[What you have to do] Write the data below out exactly as it stands. Do not include the pictures.

**** Available records

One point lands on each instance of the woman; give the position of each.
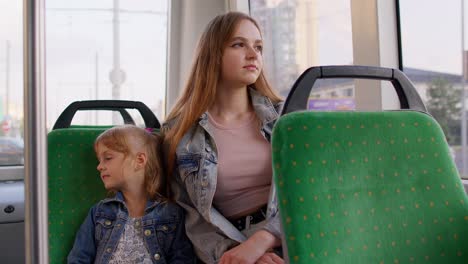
(218, 150)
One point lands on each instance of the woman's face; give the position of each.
(242, 59)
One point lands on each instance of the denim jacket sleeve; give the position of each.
(182, 251)
(208, 241)
(84, 248)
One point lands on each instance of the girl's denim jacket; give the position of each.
(194, 185)
(163, 229)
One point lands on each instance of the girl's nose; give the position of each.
(251, 53)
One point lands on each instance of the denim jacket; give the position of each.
(194, 185)
(164, 233)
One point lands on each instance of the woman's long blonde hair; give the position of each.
(200, 89)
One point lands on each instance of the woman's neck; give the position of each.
(135, 202)
(231, 104)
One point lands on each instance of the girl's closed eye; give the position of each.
(259, 48)
(237, 45)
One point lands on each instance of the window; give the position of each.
(105, 50)
(432, 59)
(11, 83)
(299, 34)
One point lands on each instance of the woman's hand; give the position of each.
(251, 250)
(270, 258)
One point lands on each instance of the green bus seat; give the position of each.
(368, 187)
(74, 184)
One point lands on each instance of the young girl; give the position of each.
(218, 150)
(136, 225)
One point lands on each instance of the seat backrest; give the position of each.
(74, 185)
(377, 187)
(367, 187)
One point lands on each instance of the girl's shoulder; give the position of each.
(169, 211)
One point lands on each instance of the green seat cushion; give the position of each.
(368, 187)
(74, 185)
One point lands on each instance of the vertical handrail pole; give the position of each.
(35, 132)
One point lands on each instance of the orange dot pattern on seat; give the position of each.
(358, 187)
(74, 185)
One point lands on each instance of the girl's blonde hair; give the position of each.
(126, 138)
(200, 89)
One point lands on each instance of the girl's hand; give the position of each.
(270, 258)
(251, 250)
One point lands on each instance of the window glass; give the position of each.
(299, 34)
(11, 83)
(432, 59)
(105, 50)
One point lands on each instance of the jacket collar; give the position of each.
(264, 109)
(119, 198)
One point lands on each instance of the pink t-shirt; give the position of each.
(244, 167)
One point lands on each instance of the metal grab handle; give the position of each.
(299, 94)
(65, 118)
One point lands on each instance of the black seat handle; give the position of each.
(299, 94)
(65, 118)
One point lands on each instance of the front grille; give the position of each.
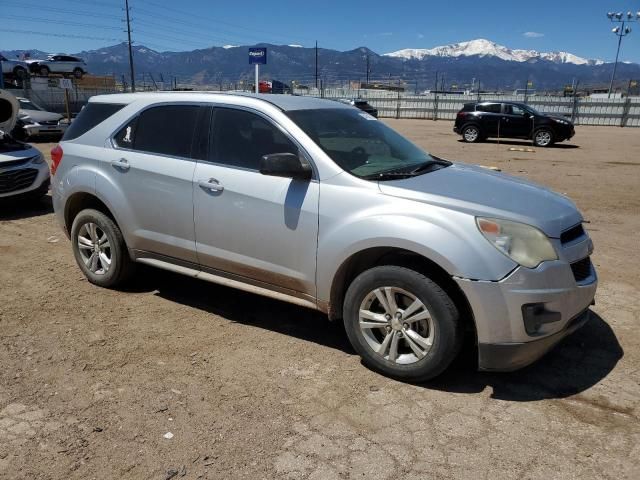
(17, 179)
(15, 163)
(572, 234)
(581, 269)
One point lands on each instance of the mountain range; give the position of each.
(494, 66)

********

[Full answer]
One point lands on each instance of the woman; give the position of each.
(218, 150)
One point lands on each instance of the woman's face; give the position of each.
(242, 59)
One point lands on each instance of the denim jacket sleeve; give the position of each.
(182, 251)
(208, 241)
(84, 248)
One point lands on each instance of the girl's denim jacket; give the position of each.
(194, 185)
(163, 229)
One point lands on each instance of the girl's nose; give the position of each.
(251, 53)
One point lands on each instance of the denim jacket; give the position of each.
(194, 185)
(164, 233)
One point lands on each instance of the woman's long blonde hair; give the position of each.
(200, 89)
One point lands on each instance of the woman's neck; give the position of each.
(135, 202)
(231, 104)
One point lands on each instance of the girl's closed eye; give the position of each.
(259, 48)
(237, 45)
One point lands on each instance of the window; give the position of each.
(105, 50)
(432, 59)
(11, 83)
(299, 34)
One point lands on each instance of the woman's hand; give the position of each.
(251, 250)
(270, 258)
One point lands on each instance of the green bus seat; give the position of each.
(368, 187)
(74, 184)
One point lands on each instance of the young girl; give the position of each.
(218, 150)
(136, 225)
One point lands on each instance of the seat backrest; give the position of each.
(74, 185)
(377, 187)
(367, 187)
One point lands on each instance of the girl's shoulder; give the position of each.
(169, 211)
One point lands on each instance of the green seat cushion; give the position of each.
(368, 187)
(74, 185)
One point lands on each instance of the vertical handrail pole; give the position of each.
(35, 132)
One point lands on each instance of the orange dot pattern on seat; give the position of each.
(358, 187)
(74, 185)
One point lands on each instance of the girl's blonde hair; give the position of each.
(126, 138)
(200, 89)
One point lands on each instance of the girl's hand; give the position of each.
(270, 258)
(251, 250)
One point lands on each instance of the window glass; give the position of each.
(299, 34)
(11, 83)
(432, 59)
(105, 50)
One point lands on each instance of the jacket collar; give the position of each.
(264, 109)
(119, 198)
One point lands on each instance of the pink t-shirt; give the position of each.
(244, 167)
One point lands on each instance of the metal grab handle; give the position of each.
(299, 94)
(65, 118)
One point lands on each instance of the black seat handle; give the position of each.
(299, 94)
(65, 118)
One point lands on each instance of the front grille; give the position of each.
(17, 179)
(15, 163)
(572, 234)
(581, 269)
One point lands on each instance of the mountain range; give the position of each.
(494, 66)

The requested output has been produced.